[Records excerpted from a collection]
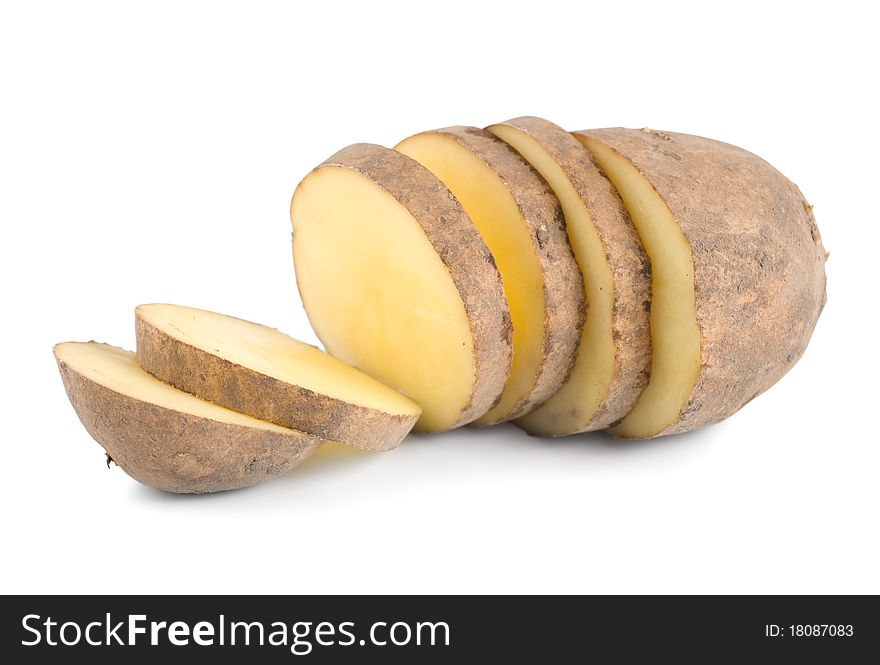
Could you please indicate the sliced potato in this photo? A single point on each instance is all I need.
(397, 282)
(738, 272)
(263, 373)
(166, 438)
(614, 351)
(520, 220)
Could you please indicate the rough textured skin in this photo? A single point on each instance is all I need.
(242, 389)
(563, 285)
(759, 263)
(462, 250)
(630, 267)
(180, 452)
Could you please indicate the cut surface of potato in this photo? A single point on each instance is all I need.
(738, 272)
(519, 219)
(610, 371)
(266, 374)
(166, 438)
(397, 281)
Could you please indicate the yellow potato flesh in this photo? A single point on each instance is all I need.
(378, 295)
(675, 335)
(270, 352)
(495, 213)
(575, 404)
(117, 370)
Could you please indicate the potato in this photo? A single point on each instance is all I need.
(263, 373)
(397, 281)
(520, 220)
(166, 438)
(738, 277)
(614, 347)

→ **Action item**:
Apart from the pictures, every line above must be repeated exactly.

→ **Answer to this problem**:
Could you please indicate the sliced potato in this photo? A single point on each instance is all I need.
(397, 282)
(738, 272)
(263, 373)
(166, 438)
(614, 351)
(520, 220)
Could you please indicate the rough textured skin in this photo? A single point on each instance is all I need.
(242, 389)
(563, 285)
(759, 263)
(462, 250)
(630, 267)
(180, 452)
Could you please indicate the cut surface of potato in this photo? A single point on each instance is all I need.
(738, 272)
(519, 219)
(610, 371)
(266, 374)
(166, 438)
(397, 281)
Could you please indicate the yellow potato flesh in this photo? A single point on each instance is all I need.
(378, 295)
(675, 335)
(270, 352)
(495, 213)
(575, 404)
(117, 370)
Could you please indicate the potato in this photo? A single point on each instance is all I need.
(263, 373)
(397, 281)
(520, 220)
(166, 438)
(738, 277)
(614, 347)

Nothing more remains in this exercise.